Supplied records
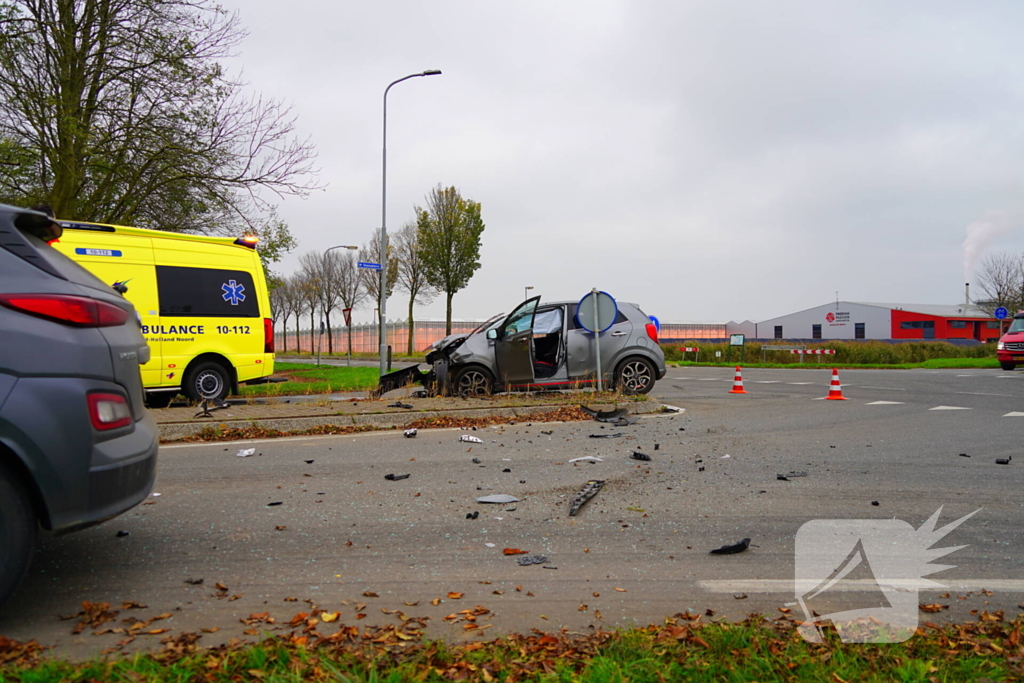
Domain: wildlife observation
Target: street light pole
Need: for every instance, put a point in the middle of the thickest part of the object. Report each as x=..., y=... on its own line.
x=383, y=285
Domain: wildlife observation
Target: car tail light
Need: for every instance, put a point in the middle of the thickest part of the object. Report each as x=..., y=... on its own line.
x=109, y=411
x=267, y=335
x=74, y=310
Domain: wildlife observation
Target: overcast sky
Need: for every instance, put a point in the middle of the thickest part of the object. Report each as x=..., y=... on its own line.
x=709, y=161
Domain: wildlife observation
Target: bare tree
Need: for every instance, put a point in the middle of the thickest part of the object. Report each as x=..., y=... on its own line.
x=372, y=279
x=1000, y=278
x=412, y=276
x=119, y=111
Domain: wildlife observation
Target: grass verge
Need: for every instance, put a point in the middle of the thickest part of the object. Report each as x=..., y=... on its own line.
x=684, y=647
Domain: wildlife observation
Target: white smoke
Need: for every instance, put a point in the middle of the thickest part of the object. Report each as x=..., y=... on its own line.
x=981, y=232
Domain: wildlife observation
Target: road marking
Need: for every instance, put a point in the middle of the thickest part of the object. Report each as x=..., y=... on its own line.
x=856, y=585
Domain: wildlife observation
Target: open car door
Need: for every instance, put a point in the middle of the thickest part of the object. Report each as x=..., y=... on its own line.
x=514, y=344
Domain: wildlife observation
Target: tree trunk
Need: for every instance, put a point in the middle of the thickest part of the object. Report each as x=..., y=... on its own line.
x=448, y=317
x=412, y=300
x=330, y=336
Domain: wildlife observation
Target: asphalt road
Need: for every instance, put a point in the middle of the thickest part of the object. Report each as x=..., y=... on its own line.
x=636, y=553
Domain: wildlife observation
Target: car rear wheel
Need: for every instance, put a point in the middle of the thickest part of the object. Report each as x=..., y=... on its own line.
x=635, y=375
x=472, y=381
x=207, y=380
x=17, y=532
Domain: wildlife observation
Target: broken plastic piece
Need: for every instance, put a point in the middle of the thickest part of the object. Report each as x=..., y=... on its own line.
x=588, y=492
x=733, y=549
x=498, y=499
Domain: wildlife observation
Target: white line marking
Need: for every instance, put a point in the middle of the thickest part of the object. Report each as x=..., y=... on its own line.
x=790, y=586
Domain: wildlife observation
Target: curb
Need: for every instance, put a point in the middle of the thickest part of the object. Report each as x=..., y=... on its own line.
x=174, y=431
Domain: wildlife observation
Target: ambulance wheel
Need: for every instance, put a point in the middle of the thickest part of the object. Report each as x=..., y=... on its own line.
x=155, y=399
x=207, y=380
x=17, y=532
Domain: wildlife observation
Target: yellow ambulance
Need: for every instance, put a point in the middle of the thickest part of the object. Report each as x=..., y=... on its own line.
x=203, y=303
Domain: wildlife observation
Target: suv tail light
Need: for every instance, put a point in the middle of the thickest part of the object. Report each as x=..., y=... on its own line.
x=268, y=335
x=109, y=411
x=74, y=310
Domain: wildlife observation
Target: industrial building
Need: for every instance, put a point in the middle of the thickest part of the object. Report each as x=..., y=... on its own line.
x=852, y=319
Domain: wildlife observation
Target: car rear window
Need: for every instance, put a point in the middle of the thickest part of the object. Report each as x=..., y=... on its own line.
x=206, y=293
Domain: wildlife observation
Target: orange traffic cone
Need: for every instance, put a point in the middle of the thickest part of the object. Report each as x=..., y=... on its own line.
x=737, y=383
x=836, y=389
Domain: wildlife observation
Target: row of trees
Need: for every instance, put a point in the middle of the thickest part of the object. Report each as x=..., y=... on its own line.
x=435, y=254
x=1001, y=281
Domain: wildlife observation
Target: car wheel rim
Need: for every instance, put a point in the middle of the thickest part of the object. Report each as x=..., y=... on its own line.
x=209, y=384
x=636, y=376
x=473, y=383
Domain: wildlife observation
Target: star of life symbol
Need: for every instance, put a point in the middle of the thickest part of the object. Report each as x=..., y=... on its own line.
x=233, y=292
x=863, y=575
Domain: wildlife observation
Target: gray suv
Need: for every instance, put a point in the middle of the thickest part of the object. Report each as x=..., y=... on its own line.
x=77, y=446
x=544, y=346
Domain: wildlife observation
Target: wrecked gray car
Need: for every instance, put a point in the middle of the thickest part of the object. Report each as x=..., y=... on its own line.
x=540, y=346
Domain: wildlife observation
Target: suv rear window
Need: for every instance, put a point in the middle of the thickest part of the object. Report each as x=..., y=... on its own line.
x=206, y=293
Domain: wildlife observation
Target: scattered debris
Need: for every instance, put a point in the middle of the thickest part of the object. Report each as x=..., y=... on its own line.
x=733, y=549
x=499, y=499
x=588, y=492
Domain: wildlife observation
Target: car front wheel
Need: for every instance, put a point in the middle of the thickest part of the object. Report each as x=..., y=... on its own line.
x=635, y=375
x=17, y=532
x=472, y=381
x=207, y=380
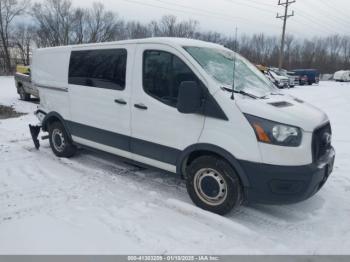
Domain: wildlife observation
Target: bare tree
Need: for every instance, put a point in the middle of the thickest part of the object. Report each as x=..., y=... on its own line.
x=23, y=40
x=54, y=19
x=9, y=10
x=103, y=25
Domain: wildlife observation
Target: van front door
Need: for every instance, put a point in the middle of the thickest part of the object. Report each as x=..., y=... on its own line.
x=159, y=132
x=99, y=89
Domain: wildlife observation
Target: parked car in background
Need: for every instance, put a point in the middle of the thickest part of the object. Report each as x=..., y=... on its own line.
x=342, y=76
x=293, y=79
x=279, y=80
x=24, y=85
x=308, y=76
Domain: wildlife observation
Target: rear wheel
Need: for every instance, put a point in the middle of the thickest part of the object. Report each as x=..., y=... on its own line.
x=22, y=94
x=213, y=185
x=60, y=143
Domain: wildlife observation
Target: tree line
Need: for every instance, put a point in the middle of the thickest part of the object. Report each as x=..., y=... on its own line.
x=25, y=25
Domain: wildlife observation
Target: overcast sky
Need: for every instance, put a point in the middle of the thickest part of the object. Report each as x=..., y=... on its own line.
x=312, y=17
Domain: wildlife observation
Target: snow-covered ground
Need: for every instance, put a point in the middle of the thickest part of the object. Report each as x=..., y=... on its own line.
x=96, y=204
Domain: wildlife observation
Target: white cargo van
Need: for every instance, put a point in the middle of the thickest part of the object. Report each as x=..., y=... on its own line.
x=169, y=103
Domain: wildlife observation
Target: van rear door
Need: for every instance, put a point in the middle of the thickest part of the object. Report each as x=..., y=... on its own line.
x=99, y=89
x=159, y=131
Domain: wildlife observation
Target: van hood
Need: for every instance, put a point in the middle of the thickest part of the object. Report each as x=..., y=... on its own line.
x=285, y=109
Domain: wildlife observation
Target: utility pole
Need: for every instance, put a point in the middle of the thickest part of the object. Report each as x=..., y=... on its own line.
x=286, y=4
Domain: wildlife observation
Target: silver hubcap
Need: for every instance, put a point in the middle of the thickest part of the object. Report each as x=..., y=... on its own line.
x=210, y=186
x=58, y=140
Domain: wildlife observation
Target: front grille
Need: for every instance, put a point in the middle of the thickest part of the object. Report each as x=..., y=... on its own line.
x=320, y=143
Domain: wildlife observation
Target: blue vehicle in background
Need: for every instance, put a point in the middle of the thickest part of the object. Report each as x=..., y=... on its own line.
x=308, y=76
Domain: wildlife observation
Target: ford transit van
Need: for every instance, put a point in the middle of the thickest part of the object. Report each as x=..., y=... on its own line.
x=187, y=107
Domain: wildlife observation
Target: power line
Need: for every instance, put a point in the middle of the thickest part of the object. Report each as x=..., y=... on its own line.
x=315, y=21
x=206, y=11
x=198, y=12
x=284, y=17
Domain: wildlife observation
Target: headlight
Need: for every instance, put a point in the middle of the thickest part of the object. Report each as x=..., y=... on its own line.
x=274, y=133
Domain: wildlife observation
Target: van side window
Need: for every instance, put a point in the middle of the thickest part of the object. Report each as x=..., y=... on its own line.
x=104, y=68
x=163, y=73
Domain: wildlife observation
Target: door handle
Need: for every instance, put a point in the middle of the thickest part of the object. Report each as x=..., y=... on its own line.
x=120, y=101
x=141, y=106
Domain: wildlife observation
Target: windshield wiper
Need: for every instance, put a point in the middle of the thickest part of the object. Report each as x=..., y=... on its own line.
x=240, y=92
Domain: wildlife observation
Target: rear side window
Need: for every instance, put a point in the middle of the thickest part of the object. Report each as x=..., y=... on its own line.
x=98, y=68
x=163, y=73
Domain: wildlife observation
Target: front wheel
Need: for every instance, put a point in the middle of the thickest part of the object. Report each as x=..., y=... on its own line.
x=60, y=143
x=213, y=185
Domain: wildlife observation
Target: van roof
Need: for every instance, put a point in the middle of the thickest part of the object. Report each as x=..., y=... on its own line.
x=173, y=41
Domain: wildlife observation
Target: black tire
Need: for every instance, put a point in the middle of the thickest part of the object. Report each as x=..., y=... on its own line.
x=60, y=143
x=22, y=94
x=201, y=182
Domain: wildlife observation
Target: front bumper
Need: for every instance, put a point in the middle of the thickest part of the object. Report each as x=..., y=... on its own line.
x=271, y=184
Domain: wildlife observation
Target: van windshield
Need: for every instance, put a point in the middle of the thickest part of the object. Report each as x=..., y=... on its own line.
x=219, y=64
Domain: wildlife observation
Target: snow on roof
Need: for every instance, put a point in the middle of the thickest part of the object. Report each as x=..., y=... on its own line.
x=173, y=41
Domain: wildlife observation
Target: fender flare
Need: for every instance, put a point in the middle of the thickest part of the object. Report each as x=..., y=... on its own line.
x=55, y=115
x=218, y=151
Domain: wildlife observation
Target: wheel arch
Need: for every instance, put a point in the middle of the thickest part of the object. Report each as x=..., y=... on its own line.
x=194, y=151
x=53, y=117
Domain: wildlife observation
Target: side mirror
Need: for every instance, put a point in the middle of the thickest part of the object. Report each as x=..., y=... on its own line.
x=189, y=99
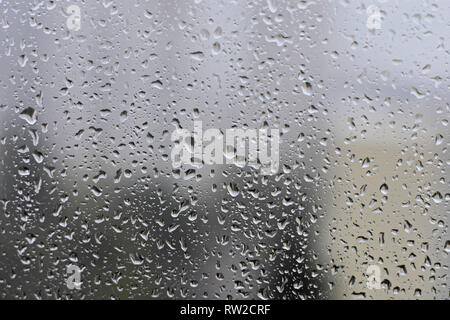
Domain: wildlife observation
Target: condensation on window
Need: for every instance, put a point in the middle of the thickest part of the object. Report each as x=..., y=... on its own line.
x=224, y=149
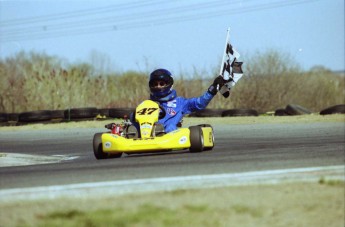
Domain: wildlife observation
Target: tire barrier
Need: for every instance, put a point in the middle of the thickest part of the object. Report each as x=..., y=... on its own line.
x=337, y=109
x=120, y=112
x=292, y=110
x=80, y=113
x=239, y=112
x=92, y=113
x=207, y=113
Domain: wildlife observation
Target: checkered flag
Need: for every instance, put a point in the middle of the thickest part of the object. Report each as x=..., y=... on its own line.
x=231, y=69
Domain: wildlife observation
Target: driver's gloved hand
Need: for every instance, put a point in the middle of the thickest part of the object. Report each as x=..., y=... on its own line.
x=216, y=86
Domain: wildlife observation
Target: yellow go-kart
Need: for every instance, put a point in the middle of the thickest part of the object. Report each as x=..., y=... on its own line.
x=149, y=136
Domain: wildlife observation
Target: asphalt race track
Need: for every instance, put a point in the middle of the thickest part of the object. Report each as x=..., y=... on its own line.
x=239, y=149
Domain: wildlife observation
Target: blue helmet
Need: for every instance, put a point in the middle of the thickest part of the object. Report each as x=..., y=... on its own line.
x=159, y=75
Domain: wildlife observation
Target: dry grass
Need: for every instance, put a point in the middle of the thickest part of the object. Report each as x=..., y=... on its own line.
x=294, y=204
x=187, y=121
x=36, y=82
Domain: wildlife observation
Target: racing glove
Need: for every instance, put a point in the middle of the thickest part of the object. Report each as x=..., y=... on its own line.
x=216, y=86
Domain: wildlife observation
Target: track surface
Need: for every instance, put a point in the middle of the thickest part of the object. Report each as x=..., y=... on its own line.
x=239, y=148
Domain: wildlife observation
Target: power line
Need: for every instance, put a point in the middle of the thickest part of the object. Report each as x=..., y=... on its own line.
x=156, y=20
x=78, y=13
x=118, y=18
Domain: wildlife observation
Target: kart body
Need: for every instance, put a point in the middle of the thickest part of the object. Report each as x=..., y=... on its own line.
x=149, y=136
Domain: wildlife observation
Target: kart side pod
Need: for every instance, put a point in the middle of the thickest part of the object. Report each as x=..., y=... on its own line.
x=196, y=138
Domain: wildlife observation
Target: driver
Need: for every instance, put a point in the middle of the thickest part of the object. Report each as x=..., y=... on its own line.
x=161, y=90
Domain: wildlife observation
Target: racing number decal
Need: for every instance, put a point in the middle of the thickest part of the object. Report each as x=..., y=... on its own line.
x=147, y=111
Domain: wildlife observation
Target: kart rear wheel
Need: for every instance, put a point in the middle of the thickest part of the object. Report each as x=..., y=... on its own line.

Required work
Retype the listing word for word, from its first line up to and including the line with "x=119, y=111". Leave the pictures out.

Exercise output
Domain: wildlife observation
Target: street light pole
Need: for every instance, put a point in the middle of the thickest part of the object. Report each as x=..., y=... on its own line.
x=383, y=285
Domain: wildlife observation
Target: car tail light
Need: for every instance, put a point in the middle of the thickest part of the object. Report each as x=..., y=... on its own line.
x=109, y=411
x=267, y=335
x=74, y=310
Domain: wildlife observation
Target: overcast sky
Need: for every instance, put a point in the middle of the thickest part of the object. Report each as x=..., y=... on its own line.
x=709, y=161
Domain: wildlife observation
Target: bare tree
Need: for every instance, put a point in the middle of the thickest part of the object. Report each as x=..., y=... on its own line.
x=372, y=279
x=1000, y=278
x=412, y=276
x=119, y=111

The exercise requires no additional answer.